Work instruction – Reproduce the data below line by line, from its first line to the line with "Query: flock of sheep", both included, and nothing past that point.

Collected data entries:
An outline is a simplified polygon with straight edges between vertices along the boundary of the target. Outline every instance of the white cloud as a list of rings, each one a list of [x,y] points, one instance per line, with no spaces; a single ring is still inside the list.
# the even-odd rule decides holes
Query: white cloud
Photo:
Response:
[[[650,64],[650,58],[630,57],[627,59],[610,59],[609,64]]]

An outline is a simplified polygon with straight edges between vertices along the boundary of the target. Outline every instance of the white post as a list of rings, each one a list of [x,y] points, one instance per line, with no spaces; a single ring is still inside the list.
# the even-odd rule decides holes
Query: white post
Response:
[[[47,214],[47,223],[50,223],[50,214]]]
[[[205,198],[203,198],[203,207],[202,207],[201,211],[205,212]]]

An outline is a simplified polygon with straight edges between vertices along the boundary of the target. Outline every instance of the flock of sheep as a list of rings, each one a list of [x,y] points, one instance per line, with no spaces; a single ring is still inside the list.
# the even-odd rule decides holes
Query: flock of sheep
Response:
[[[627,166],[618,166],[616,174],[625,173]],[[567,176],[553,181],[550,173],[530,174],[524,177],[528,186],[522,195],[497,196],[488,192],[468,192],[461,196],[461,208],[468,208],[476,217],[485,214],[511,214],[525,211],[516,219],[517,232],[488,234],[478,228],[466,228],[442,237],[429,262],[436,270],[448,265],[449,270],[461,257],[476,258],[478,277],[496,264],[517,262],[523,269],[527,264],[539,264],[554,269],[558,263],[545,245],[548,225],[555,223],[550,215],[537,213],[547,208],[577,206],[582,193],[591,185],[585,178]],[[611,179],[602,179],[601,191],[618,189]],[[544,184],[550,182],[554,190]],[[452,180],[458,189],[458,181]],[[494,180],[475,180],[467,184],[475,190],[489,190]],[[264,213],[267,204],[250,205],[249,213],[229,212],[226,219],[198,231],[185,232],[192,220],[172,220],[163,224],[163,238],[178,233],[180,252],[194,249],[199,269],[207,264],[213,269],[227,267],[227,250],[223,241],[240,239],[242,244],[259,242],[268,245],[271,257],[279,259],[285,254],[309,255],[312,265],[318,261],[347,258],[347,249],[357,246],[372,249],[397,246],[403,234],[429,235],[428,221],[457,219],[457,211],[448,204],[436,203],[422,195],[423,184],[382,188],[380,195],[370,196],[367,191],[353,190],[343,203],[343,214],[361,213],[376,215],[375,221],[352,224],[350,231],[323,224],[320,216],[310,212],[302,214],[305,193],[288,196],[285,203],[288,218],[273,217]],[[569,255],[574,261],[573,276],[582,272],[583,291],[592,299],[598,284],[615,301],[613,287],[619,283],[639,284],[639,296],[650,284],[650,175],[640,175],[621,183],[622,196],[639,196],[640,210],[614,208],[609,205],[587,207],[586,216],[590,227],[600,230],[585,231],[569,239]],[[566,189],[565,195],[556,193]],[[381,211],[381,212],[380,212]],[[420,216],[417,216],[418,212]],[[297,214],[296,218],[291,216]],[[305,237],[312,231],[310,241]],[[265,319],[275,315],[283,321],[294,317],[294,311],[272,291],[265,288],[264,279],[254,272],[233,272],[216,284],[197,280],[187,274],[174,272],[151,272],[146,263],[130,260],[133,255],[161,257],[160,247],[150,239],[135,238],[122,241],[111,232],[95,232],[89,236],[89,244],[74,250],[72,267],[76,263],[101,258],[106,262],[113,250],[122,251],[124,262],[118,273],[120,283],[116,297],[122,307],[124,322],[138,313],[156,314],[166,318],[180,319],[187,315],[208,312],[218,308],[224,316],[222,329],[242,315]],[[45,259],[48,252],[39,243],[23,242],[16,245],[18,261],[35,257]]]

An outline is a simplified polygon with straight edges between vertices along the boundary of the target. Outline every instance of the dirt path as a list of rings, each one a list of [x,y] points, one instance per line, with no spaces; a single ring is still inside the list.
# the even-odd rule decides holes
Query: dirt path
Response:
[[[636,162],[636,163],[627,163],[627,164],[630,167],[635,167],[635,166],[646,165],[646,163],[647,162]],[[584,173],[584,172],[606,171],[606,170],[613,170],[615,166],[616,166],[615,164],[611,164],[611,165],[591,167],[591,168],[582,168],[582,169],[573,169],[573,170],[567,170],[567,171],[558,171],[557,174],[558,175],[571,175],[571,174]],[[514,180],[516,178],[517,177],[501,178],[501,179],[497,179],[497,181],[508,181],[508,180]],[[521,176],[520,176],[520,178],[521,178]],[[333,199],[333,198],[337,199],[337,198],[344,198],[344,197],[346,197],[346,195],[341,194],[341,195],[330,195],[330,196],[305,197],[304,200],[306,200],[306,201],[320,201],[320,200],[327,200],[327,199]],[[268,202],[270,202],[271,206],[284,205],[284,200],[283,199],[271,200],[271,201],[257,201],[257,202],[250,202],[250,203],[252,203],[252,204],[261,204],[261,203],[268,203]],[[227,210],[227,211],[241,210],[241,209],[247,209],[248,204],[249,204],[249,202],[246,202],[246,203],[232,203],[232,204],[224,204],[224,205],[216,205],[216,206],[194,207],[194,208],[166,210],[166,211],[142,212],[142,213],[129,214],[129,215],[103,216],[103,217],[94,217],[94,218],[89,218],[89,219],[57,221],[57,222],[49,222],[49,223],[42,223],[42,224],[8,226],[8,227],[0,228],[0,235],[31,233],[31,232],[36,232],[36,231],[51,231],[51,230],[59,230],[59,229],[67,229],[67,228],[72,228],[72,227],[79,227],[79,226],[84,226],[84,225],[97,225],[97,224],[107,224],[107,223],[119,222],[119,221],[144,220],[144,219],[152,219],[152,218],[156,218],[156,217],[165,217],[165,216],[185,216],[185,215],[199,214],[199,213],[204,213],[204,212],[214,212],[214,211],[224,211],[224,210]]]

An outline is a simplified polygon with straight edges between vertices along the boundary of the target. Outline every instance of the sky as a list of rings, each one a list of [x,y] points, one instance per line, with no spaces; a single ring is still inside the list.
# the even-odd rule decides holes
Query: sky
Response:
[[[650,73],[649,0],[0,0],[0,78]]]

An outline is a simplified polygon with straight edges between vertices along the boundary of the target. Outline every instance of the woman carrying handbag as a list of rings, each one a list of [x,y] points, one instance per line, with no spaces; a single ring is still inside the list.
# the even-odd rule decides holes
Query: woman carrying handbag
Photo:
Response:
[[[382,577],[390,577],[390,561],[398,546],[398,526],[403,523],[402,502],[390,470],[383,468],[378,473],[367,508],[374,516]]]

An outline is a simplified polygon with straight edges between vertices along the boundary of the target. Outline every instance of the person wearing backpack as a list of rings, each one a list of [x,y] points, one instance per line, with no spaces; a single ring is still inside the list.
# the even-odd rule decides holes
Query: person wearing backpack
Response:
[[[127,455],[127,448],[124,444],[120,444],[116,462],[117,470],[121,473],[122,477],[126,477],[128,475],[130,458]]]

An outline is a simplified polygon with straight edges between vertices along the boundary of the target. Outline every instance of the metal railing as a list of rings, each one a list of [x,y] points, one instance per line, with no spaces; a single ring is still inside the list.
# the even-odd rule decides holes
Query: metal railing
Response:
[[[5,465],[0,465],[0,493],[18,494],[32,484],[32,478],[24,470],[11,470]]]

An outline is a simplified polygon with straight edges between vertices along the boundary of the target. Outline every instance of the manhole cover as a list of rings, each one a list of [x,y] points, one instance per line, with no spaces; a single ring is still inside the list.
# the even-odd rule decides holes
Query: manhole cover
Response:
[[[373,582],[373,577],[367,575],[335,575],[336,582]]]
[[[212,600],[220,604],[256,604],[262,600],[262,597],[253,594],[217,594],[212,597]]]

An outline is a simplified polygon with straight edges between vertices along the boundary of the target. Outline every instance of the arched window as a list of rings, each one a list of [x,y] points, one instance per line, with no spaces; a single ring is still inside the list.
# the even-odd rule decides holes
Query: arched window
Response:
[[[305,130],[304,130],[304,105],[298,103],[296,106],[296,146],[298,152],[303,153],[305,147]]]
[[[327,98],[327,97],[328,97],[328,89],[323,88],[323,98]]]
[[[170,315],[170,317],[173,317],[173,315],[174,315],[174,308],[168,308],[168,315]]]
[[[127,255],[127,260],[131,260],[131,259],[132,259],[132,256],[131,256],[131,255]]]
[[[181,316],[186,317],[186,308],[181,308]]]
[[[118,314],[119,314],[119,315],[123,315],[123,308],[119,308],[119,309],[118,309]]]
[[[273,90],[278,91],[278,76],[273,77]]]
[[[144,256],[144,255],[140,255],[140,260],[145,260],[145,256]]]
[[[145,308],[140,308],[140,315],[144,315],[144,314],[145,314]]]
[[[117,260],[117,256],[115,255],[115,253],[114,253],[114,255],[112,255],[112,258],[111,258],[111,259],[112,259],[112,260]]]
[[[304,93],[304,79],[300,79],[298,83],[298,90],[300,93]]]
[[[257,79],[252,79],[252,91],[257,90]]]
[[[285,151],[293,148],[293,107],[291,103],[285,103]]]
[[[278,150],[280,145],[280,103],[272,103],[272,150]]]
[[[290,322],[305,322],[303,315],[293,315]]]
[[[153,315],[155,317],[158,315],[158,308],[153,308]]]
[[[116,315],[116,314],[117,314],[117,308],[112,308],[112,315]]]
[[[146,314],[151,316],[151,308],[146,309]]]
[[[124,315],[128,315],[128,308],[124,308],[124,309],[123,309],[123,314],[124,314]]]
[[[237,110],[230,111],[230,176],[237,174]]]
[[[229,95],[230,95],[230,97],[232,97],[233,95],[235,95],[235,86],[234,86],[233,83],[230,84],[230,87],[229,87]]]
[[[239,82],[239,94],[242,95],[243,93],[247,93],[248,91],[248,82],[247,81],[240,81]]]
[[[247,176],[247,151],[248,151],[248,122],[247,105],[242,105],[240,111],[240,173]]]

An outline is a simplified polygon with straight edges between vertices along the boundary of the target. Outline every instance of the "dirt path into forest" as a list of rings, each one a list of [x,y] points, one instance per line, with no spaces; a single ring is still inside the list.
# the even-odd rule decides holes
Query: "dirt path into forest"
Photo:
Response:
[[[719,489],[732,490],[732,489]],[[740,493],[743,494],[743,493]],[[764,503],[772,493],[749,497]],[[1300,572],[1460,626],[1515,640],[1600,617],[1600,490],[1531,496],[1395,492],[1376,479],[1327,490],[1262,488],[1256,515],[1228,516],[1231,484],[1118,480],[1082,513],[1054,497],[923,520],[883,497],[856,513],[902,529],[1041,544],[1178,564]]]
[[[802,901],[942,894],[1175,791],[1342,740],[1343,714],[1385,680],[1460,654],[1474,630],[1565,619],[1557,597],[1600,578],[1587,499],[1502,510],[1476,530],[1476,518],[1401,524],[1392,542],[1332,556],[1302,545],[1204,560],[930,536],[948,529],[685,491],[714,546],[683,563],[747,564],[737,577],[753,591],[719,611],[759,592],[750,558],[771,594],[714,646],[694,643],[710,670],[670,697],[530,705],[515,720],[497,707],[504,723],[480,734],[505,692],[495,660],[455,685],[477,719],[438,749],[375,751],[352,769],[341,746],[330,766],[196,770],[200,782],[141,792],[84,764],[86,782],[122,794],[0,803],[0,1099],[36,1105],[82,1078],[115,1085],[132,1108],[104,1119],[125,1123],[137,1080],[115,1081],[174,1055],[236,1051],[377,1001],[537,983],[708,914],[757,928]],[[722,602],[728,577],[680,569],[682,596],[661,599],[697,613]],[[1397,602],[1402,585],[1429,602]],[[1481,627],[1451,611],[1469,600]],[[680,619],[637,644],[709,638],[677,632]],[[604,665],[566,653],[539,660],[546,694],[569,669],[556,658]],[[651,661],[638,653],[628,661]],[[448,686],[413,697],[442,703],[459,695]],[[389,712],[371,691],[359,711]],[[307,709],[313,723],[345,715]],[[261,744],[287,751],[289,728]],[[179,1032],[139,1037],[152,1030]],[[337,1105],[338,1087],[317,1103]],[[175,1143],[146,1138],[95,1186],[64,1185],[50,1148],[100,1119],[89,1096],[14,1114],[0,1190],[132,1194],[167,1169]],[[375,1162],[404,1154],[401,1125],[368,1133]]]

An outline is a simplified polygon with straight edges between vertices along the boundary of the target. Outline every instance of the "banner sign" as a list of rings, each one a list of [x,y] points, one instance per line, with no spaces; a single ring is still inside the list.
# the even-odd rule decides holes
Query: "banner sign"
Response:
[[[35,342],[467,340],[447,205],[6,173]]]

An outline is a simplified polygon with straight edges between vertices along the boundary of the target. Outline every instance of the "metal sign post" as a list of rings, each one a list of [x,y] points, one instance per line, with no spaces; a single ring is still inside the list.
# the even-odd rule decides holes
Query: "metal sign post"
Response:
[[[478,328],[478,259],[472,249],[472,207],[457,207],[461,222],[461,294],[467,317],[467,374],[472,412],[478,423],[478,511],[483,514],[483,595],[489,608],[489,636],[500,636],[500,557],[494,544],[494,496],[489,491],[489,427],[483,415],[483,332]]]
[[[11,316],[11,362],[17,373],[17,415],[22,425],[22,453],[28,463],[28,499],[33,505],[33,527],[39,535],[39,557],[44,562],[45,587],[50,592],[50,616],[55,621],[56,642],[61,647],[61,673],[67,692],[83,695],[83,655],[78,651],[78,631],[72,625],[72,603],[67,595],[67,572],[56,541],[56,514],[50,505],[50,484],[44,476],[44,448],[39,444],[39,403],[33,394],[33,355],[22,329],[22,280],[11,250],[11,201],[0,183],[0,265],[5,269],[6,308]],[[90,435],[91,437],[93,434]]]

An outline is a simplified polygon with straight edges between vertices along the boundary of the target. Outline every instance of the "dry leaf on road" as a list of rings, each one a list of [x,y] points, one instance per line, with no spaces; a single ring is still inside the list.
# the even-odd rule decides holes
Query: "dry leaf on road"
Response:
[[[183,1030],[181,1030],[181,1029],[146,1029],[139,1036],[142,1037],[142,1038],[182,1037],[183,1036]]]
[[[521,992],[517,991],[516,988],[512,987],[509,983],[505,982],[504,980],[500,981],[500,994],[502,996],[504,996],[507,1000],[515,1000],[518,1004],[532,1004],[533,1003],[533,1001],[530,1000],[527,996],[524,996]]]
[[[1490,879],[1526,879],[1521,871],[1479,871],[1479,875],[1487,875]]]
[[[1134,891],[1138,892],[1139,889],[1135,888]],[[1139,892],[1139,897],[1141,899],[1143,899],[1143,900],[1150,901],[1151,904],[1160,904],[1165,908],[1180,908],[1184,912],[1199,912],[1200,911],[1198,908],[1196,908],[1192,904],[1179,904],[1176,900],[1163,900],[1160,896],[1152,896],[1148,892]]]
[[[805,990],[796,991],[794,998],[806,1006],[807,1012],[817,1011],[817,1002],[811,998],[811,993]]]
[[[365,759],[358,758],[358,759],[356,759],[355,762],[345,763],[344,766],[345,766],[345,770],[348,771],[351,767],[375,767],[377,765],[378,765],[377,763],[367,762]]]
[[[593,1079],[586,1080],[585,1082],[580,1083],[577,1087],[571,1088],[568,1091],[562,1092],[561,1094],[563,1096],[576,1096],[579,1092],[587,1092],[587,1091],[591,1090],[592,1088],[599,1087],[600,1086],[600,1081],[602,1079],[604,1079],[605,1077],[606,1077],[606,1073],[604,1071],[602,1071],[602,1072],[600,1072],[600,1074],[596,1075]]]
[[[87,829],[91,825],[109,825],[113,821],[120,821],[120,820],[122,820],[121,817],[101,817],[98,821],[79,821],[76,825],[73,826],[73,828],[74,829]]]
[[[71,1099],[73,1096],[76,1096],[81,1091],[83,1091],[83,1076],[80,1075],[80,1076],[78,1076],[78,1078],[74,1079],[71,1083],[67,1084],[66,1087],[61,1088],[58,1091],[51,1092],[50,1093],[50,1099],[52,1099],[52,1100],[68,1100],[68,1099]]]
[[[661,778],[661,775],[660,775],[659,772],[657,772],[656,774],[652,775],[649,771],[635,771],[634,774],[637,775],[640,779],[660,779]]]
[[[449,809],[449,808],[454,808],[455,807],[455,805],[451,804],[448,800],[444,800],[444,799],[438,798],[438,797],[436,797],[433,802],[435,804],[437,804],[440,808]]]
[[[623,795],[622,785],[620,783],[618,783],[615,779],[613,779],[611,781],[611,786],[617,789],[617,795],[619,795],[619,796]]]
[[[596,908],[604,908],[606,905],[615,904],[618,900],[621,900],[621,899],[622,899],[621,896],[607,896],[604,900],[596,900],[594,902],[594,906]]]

Answer box –
An outline is a simplified polygon with straight edges between vertices along the boundary of the target. Outline every instance of the white cloud as a list of rings, each one a list of [x,y] points, one instance per line, with no spaces; a single ring is still inside the list.
# the even-odd rule decides holes
Query: white cloud
Photo:
Response:
[[[650,64],[650,58],[630,57],[627,59],[610,59],[609,64]]]

An outline is a simplified polygon with straight edges between vertices along the boundary of the target. Outline every instance of the white post as a list of rings, each one a list of [x,y] points, one instance per line, with no spaces; a single ring is still inside the list.
# the even-odd rule decides holes
Query: white post
Response:
[[[47,214],[47,223],[50,223],[50,214]]]
[[[205,198],[203,198],[203,207],[202,207],[201,211],[205,212]]]

An outline is a simplified polygon with straight edges between vertices along the boundary of the target. Outline every instance of the flock of sheep as a list of rings, each one a list of [x,y] points, one instance per line, with no spaces; a single ring is still inside the list.
# the even-odd rule decides holes
Query: flock of sheep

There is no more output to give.